** Records for the task follows **

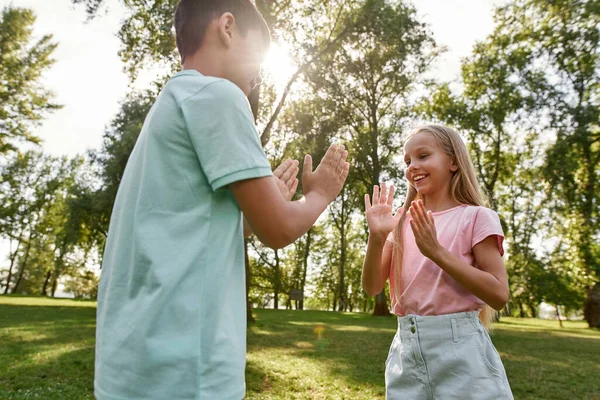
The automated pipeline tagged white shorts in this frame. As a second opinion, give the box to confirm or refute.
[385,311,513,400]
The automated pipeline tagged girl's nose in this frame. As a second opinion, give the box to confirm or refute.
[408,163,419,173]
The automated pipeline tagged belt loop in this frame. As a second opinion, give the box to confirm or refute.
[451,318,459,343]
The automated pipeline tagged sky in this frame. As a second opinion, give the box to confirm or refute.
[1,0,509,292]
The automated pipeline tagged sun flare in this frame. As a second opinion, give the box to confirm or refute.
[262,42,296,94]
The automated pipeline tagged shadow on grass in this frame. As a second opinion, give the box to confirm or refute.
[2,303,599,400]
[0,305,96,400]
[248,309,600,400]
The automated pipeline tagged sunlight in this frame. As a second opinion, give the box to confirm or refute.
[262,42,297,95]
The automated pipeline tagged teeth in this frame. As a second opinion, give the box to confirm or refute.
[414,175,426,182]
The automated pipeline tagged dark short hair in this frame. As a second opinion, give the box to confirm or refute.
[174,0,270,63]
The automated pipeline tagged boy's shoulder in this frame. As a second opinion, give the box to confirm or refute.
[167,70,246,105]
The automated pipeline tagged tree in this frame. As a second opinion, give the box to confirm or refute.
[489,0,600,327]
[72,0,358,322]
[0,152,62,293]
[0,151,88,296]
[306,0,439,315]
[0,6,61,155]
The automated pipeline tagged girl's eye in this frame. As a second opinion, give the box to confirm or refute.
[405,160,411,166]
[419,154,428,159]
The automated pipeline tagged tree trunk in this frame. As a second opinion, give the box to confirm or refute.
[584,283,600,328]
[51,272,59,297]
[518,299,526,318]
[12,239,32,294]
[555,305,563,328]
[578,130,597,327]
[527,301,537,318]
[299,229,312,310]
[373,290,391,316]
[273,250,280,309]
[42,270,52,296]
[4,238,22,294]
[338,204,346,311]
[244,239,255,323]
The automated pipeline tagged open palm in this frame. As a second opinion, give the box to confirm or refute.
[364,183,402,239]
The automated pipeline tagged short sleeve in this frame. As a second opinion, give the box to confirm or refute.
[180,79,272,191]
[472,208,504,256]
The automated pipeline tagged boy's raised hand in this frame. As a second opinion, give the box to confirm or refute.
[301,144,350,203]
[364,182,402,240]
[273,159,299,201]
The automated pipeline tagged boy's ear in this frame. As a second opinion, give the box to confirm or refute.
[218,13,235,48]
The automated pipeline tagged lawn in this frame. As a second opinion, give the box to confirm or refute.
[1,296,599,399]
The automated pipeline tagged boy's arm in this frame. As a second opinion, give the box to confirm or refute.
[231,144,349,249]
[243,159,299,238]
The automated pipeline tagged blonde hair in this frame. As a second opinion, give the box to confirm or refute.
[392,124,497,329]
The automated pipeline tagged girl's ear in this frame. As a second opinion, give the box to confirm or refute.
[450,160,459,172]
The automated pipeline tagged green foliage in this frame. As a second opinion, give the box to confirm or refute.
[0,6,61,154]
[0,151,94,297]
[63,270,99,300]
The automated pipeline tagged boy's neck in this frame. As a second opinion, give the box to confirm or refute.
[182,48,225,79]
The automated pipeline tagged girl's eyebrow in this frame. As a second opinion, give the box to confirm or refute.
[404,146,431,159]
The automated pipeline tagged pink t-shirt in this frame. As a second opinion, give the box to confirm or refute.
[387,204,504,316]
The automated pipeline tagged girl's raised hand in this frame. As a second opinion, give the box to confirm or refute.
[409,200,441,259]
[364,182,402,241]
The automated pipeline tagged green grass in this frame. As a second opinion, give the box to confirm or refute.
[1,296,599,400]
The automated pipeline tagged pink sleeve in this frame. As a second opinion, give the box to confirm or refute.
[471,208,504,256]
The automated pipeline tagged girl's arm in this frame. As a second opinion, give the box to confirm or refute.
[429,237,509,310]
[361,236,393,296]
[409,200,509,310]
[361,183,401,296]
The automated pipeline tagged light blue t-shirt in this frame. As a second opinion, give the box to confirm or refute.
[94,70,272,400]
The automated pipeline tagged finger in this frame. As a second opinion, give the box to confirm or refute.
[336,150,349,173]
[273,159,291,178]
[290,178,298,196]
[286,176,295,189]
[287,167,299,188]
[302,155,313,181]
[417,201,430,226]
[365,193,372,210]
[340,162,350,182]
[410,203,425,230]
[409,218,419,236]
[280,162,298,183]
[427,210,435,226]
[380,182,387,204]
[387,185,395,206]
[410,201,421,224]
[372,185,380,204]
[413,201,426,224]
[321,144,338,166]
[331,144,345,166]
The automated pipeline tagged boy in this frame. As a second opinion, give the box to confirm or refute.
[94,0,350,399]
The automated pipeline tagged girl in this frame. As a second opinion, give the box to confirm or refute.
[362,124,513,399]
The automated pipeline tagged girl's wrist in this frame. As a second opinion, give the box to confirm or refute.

** End of Records for the task **

Work to be completed >> Above are the records; repeat them all exactly, without the pictures.

Written response >>
The automated pipeline tagged white shorts in this frame. As a second opinion, give the box to confirm or refute.
[385,311,513,400]
The automated pipeline tagged girl's nose in this frame. As a second opinion, give the box to confirm or refute.
[408,163,419,173]
The automated pipeline tagged belt loop in this frame. As a second opinion, give the box to confirm or refute.
[451,318,459,343]
The automated pipeline tagged sky in this frame. As a second opinion, give the box to confirm or refute.
[1,0,509,292]
The automated pipeline tagged sun flare in this frame. As a second opinion, give the box to confirm or refute.
[262,42,296,94]
The automated pipeline tagged shadow on grass in this frame. As a second opinion, give the box to confirm or refute.
[2,303,599,400]
[0,305,96,400]
[248,309,600,400]
The automated pipeline tagged sunlight in this frame. As a second opinion, give the box to confirm or refute.
[262,42,297,95]
The automated pipeline tagged teeth in this frame. As a second opinion, give the box to confirm or refute.
[414,175,426,182]
The automated pipeline tagged dark short hair in this frame. As a second opinion, give the box to confirm or refute.
[174,0,270,63]
The automated pipeline tagged boy's shoulder in this frame. As a second opinion, give the box to confirm or refute.
[167,70,246,105]
The automated pipeline tagged tree in this frame. As a second opinion, give the box to confirm or refute.
[489,0,600,327]
[72,0,358,322]
[0,152,62,293]
[0,151,88,296]
[306,0,439,315]
[0,6,61,155]
The automated pipeline tagged girl's eye in this frame. As a second opinion, give the box to confirm or refute.
[405,160,411,166]
[419,154,428,159]
The automated pipeline tagged tree trunk in this frame. As a second opinion, give the box to confirm or refute.
[584,283,600,328]
[51,272,59,297]
[518,299,526,318]
[12,239,32,294]
[555,305,563,328]
[578,130,597,327]
[527,301,537,318]
[299,229,312,310]
[373,290,391,316]
[273,250,280,309]
[42,270,52,296]
[4,238,22,294]
[338,204,346,311]
[244,239,255,323]
The automated pipeline tagged open palm in this frame. As a second opinion, give the box to confirm or refute.
[364,183,402,239]
The automated pipeline tagged short sleeve in this frame. As a second opinion, give the box to confirm or refute.
[180,79,272,191]
[472,208,504,256]
The automated pipeline tagged boy's raised hand in this frame. As a second opinion, give the box to confirm or refute.
[301,144,350,203]
[364,182,402,240]
[273,159,299,201]
The automated pipeline tagged boy's ear in this frame. As a second opinion, give the box to confirm or refute.
[218,13,235,48]
The automated pipeline tagged lawn in this frame. As a second opinion, give the box to confirm or refute.
[1,296,599,399]
The automated pipeline tagged boy's arm in this frame. As a second opinion, give the box to confirm or refute.
[231,144,349,249]
[243,159,299,238]
The automated pipeline tagged blonde hair in this frame. As a second opinion, give the box to confirm or refute.
[392,124,497,329]
The automated pipeline tagged girl's ear in this frame. As a second opinion, give the box to confirm or refute.
[450,160,459,172]
The automated pipeline tagged green foliage in this frame. As a second opinion, give the box to confirm or refute.
[0,6,61,154]
[0,151,94,297]
[63,270,99,300]
The automated pipeline tagged boy's neck in this frame. As a second opinion, give the box to confirm or refute.
[182,48,225,79]
The automated pipeline tagged girl's eyebrow in this frame. As a second opinion, give the box to confirm or refute.
[404,146,431,159]
The automated pipeline tagged pink t-shirt in this frame. As a second opinion, give the box to confirm or refute.
[387,204,504,316]
The automated pipeline tagged girl's raised hand in this frame. As a second opinion, give the box to confirm or refute.
[409,200,441,259]
[364,182,402,241]
The automated pipeline tagged green grass in this frame. As a second opinion, give the box to confirm or refute.
[1,296,599,400]
The automated pipeline tagged pink sleeve in this frame. As a second opinion, give the box to confirm or refute.
[471,208,504,256]
The automated pipeline tagged girl's arm in this frame. As a second opinion, give the box to confirm or refute.
[429,237,509,310]
[361,236,393,296]
[409,200,509,310]
[361,183,401,296]
The automated pipeline tagged light blue t-shirt in this frame. As a second opinion, give the box to confirm or refute.
[94,70,272,400]
The automated pipeline tagged finger in this frame. As a second opinion, give the box to confirm or refute.
[336,150,349,173]
[273,159,291,178]
[290,178,298,196]
[286,176,295,189]
[287,167,299,188]
[302,155,313,181]
[417,201,430,226]
[365,193,372,210]
[340,162,350,182]
[410,203,425,230]
[409,218,419,236]
[280,162,298,183]
[427,210,435,226]
[380,182,387,204]
[387,185,395,206]
[410,201,421,224]
[372,185,380,204]
[413,201,426,224]
[321,144,338,166]
[331,144,345,166]
The automated pipeline tagged boy in this frame. As a second opinion, give the box to confirm or refute.
[94,0,350,399]
The automated pipeline tagged girl in this frame. As a second opinion, give the box to confirm or refute.
[362,124,513,399]
The automated pipeline tagged girl's wrist in this frame. As a second opinion, give the box to confirm or refute.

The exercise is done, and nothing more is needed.